Problem:
Below are the records. Restate word for word every line from the one that contains "identify the cracked" through the final line, both included.

Phrase grounding data
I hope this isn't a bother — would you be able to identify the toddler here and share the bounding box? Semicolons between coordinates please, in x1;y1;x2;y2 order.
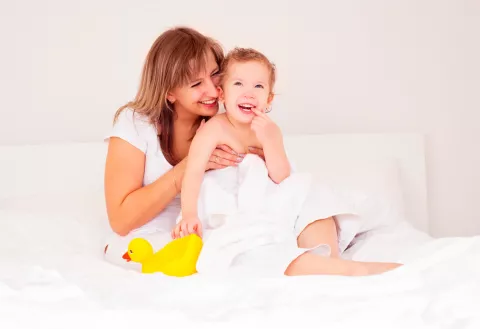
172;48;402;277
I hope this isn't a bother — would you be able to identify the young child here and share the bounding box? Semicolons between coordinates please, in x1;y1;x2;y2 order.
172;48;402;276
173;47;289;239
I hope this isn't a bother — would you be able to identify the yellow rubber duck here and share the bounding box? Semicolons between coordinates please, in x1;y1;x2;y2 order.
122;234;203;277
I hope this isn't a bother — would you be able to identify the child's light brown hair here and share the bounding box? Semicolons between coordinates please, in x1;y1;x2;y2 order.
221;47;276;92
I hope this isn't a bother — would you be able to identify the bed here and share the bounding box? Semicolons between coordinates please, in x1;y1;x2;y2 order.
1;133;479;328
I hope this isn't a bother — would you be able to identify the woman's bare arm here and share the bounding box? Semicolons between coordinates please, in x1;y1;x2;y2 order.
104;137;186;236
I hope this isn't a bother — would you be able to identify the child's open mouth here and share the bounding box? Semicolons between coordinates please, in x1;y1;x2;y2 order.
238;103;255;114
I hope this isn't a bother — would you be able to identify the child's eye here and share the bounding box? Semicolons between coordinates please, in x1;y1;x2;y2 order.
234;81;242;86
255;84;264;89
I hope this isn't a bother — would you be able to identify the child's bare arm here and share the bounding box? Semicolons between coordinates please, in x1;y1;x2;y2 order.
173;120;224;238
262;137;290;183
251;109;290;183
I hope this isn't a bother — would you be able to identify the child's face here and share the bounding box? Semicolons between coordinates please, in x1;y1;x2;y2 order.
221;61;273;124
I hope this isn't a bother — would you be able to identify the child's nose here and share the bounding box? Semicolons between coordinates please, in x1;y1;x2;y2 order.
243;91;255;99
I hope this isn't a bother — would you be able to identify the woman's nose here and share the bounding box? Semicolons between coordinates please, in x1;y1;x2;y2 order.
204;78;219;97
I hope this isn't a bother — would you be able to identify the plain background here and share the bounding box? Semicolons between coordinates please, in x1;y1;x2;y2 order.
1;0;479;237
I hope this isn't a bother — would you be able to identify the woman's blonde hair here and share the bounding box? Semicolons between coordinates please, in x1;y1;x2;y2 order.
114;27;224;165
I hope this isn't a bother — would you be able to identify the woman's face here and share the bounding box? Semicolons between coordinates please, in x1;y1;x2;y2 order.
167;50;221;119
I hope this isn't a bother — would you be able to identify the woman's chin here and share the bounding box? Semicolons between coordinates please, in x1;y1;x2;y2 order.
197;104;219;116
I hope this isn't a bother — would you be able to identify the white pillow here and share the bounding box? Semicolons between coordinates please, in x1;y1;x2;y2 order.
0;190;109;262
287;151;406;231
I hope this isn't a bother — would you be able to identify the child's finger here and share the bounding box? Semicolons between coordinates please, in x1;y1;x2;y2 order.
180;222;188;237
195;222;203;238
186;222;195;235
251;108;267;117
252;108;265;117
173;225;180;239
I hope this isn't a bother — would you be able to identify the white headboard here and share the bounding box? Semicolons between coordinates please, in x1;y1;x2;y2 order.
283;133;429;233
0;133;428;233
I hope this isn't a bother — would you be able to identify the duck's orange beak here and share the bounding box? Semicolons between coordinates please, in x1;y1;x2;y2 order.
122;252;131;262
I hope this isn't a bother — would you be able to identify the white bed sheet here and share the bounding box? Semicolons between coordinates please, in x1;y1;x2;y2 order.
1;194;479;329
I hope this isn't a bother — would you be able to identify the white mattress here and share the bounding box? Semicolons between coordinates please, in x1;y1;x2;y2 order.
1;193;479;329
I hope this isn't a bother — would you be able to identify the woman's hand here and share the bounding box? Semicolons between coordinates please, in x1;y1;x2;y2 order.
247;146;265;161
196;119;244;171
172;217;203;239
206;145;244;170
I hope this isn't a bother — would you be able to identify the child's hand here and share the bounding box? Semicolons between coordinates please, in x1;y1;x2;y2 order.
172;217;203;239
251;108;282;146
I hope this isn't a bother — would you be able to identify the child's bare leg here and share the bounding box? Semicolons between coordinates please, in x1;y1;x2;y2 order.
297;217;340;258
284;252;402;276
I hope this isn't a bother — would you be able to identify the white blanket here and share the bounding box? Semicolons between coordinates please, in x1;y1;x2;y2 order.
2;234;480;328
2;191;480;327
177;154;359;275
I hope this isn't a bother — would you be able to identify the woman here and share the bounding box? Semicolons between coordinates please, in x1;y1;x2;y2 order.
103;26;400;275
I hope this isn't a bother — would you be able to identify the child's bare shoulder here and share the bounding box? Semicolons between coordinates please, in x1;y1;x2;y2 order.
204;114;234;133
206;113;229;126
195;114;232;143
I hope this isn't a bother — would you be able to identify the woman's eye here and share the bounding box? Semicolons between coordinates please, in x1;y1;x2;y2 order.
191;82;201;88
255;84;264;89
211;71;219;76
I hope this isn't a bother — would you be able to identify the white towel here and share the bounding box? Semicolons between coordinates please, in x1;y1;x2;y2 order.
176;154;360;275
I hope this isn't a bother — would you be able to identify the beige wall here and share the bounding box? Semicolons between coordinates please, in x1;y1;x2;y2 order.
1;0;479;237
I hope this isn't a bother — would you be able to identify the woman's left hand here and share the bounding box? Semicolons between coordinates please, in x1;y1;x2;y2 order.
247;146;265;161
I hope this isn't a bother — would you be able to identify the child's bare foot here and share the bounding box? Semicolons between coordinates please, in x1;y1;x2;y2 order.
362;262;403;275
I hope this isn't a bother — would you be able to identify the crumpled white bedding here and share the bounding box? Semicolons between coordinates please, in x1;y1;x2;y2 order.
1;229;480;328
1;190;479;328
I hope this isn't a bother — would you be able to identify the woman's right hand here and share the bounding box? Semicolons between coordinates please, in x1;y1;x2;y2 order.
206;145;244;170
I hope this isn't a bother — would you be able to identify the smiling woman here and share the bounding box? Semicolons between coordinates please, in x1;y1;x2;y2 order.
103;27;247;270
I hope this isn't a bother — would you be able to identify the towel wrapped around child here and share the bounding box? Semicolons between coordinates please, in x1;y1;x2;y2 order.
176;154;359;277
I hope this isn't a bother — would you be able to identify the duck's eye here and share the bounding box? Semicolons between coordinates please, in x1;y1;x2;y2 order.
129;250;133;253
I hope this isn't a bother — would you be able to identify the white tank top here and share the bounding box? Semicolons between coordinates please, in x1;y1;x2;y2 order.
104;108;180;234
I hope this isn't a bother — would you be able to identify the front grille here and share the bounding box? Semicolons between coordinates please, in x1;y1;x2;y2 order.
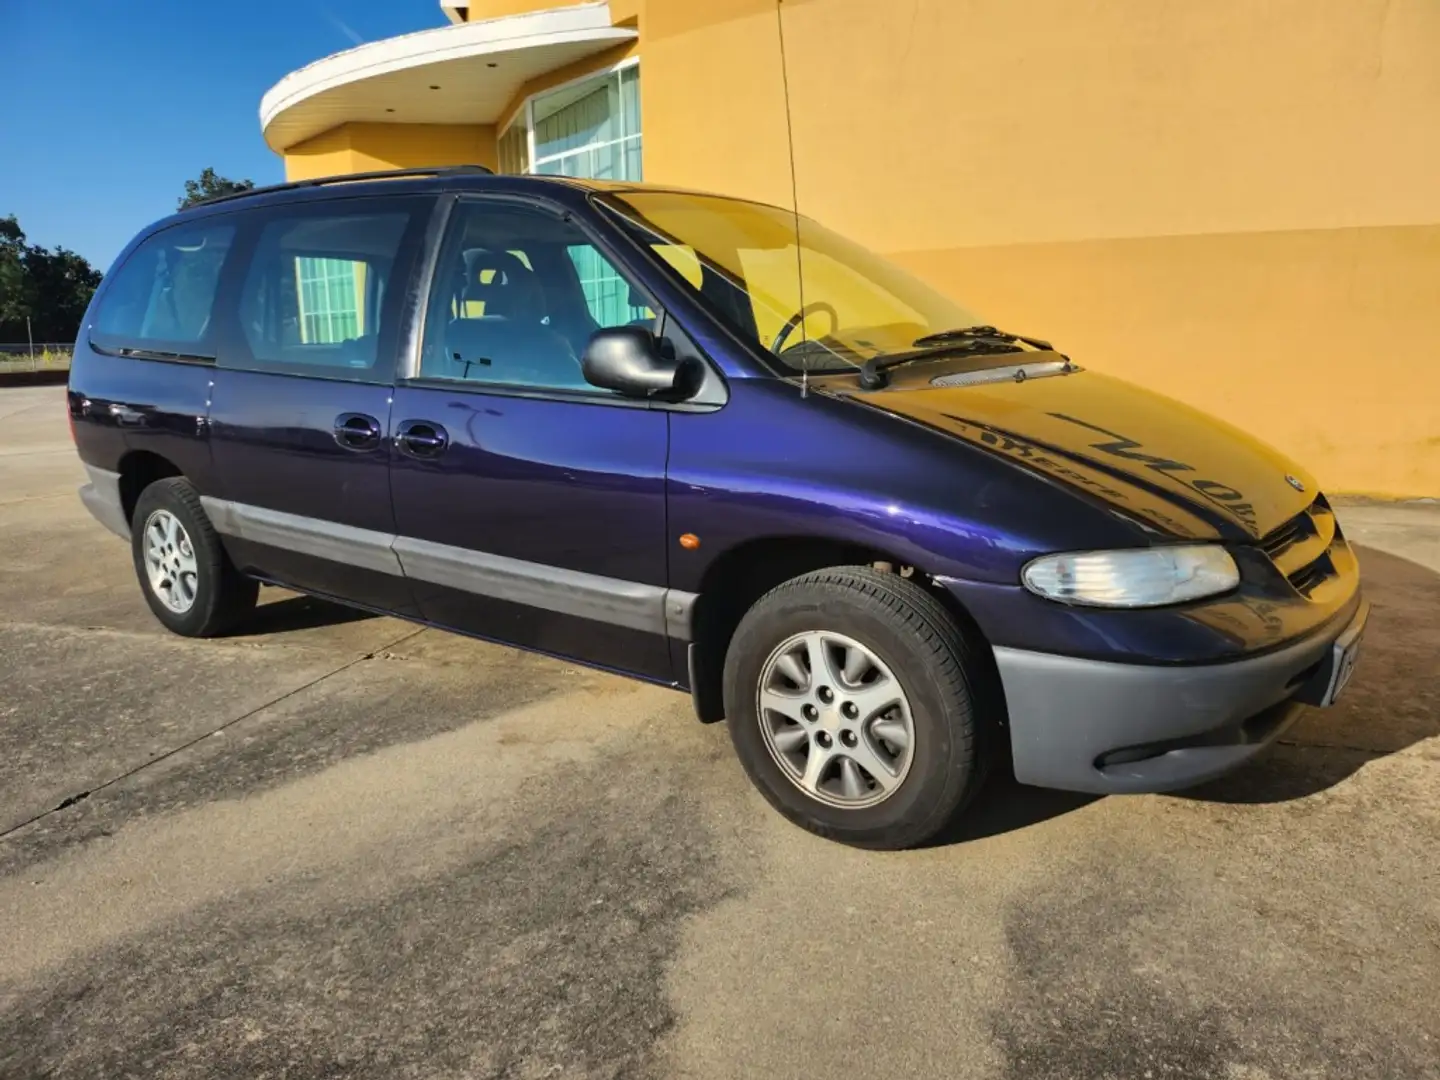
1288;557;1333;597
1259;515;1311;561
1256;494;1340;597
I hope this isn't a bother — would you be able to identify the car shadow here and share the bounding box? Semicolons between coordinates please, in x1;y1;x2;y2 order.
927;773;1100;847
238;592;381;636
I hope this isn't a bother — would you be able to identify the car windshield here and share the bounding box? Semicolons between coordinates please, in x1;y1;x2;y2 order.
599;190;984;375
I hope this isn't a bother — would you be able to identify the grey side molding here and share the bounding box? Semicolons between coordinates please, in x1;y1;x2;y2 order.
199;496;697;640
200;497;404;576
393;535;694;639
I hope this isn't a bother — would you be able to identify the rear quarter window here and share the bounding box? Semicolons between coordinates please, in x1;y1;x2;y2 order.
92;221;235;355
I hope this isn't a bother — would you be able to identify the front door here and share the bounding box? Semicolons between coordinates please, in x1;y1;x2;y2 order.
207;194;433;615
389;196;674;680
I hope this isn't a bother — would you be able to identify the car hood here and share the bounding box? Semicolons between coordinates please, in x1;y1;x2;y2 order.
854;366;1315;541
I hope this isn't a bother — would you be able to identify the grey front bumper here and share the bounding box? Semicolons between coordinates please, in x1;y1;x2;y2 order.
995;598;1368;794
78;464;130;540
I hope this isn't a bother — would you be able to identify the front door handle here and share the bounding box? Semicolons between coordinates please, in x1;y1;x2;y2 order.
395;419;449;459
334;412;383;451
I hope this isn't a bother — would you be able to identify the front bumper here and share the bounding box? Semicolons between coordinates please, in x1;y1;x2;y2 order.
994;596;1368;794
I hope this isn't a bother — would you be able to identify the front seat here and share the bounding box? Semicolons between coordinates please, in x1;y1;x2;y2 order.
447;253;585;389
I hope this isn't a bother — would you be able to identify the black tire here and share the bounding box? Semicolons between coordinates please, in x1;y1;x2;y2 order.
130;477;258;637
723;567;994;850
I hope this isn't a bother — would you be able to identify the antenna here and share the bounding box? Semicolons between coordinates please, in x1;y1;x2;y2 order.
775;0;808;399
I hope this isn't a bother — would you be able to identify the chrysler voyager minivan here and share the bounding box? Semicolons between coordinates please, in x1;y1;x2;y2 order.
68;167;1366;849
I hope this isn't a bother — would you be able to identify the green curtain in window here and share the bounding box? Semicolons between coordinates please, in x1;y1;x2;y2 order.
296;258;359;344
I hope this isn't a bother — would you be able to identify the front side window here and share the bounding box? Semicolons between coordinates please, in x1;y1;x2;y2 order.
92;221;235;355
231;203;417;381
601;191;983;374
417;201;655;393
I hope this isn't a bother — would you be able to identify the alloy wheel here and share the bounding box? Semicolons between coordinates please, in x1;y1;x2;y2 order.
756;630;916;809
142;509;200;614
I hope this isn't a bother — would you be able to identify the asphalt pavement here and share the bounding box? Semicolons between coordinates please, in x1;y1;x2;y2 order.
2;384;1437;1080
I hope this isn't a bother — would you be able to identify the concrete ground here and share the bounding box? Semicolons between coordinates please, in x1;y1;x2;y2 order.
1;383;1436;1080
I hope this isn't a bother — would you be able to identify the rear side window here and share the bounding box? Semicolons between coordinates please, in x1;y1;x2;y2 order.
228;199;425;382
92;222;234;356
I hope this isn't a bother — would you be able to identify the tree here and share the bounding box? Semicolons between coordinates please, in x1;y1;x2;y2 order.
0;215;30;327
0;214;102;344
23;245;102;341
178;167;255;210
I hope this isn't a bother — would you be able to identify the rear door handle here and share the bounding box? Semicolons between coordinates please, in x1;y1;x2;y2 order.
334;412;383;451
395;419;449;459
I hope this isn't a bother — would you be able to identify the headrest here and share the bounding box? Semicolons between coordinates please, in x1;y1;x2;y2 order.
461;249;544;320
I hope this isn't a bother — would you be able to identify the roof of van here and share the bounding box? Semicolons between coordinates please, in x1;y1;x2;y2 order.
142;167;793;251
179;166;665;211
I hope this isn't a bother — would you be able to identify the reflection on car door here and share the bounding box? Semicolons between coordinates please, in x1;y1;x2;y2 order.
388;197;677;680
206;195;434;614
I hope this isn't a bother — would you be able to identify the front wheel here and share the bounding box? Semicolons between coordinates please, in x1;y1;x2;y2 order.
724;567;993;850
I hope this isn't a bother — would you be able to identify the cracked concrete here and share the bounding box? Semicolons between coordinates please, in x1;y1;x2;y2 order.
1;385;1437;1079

Exercise output:
I hope this isn't a bother — would you be able to identify the cracked concrete here and share the bounding box? Semicolons between coordinates please, in x1;y1;x2;y2 order.
1;385;1437;1079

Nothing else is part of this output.